January 30, 2012
To: Members of the Education Committee
From: Sarah Forrest, Policy Coordinator – Child Welfare and Juvenile Justice
Re: Neutral Testimony on LB 996 – Eliminating the Option to “Drop Out”
All of Nebraska’s children deserve a quality education that puts them on the path to future success. Unfortunately, we know that not all children in Nebraska are able to take advantage of the education provided to them. Children’s risk of failure in school increases due to economic, social and medical challenges, among other factors. Struggling in school is in turn correlated with behavioral challenges, disciplinary action, and involvement in the juvenile court system.
Nebraska should encourage students to graduate, but preventing them from legally dropping out without ensuring the proper supportive services are in place may not substantially contribute to the success of youth in the future. During the 2009- 2010 school year, 1,968 students dropped out of school. Nebraska needs to be ready to provide for these youth in creative ways that encourage them to succeed as opposed to pushing them towards disciplinary sanctions and juvenile court involvement.
Voices for Children supports efforts to increase the number of students who graduate, but has concerns about the possible impact the bill may have in pushing youth towards the juvenile court system. Both truancy laws and school discipline policies put youth who struggle in school at increased risk of becoming involved in juvenile court, which can further alienate youth and diminish their chances of successfully transitioning to adulthood.
As you consider eliminating the ability for students to drop out with parental permission, please consider how you can support students and minimize their likelihood of becoming court-involved, a costly option for both children and communities.
Thank you for your work on behalf of Nebraska’s children. Do not hesitate to contact me with any questions or concerns.
 “Decreasing Vulnerability for Involvement with the Juvenile Delinquency System.” EDJJ: 2003. http://www.edjj.org/Publications/list/leone_et_al-2003.pdf
 Kids Count in Nebraska: 2011 Report. Voices for Children in Nebraska.

*To do:*
1 – Quote the LB 996 testimony between "All of Nebraska’s" and "in the juvenile court system.", inclusive.
2 – Translate this sentence from the LB 996 testimony into Spanish: "All of Nebraska’s children deserve a quality education that puts them on the path to future success."

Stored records
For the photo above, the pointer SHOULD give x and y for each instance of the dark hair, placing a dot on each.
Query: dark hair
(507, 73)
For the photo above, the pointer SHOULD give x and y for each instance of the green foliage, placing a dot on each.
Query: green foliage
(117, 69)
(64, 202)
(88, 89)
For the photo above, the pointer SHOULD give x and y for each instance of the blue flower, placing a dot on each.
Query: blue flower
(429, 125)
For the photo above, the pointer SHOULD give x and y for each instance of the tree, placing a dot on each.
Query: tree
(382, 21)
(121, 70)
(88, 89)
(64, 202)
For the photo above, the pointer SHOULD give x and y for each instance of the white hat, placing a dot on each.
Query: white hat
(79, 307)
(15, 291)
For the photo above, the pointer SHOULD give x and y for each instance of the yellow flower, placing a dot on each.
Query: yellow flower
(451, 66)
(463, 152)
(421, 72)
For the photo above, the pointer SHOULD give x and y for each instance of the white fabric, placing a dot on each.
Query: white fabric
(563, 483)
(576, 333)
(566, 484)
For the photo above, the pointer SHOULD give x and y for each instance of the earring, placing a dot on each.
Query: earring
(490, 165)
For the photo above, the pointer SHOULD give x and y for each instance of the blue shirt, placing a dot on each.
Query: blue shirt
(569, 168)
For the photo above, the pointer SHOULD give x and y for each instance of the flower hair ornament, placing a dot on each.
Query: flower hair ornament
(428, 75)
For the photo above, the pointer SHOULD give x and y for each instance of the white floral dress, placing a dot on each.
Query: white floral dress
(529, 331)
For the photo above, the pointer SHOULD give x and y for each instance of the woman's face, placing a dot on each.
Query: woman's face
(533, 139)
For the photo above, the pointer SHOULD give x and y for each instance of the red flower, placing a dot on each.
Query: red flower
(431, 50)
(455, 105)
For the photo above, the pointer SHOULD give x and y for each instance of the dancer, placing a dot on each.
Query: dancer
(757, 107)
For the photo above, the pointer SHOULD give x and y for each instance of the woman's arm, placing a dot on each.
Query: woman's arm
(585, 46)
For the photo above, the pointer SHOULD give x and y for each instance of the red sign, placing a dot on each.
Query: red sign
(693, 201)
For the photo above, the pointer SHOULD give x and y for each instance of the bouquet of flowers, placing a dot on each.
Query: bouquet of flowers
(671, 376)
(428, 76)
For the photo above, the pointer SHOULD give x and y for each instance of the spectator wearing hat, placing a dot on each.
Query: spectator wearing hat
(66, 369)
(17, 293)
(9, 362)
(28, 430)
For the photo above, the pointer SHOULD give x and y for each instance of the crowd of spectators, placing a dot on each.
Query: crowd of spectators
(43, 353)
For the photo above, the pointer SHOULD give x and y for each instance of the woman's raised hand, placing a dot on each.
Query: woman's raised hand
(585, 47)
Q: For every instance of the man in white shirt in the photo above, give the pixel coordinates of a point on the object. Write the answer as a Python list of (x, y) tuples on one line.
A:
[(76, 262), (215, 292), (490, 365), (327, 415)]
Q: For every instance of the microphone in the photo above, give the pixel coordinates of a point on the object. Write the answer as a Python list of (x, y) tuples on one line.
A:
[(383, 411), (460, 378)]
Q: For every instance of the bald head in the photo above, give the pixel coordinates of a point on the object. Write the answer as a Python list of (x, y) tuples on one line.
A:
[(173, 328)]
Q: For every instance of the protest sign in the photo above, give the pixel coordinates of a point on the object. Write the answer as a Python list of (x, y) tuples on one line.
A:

*Expected outputs:*
1 –
All of Nebraska’s children deserve a quality education that puts them on the path to future success. Unfortunately, we know that not all children in Nebraska are able to take advantage of the education provided to them. Children’s risk of failure in school increases due to economic, social and medical challenges, among other factors. Struggling in school is in turn correlated with behavioral challenges, disciplinary action, and involvement in the juvenile court system.

2 – Todos los niños de Nebraska merecen una educación de calidad que los encamine hacia el éxito futuro.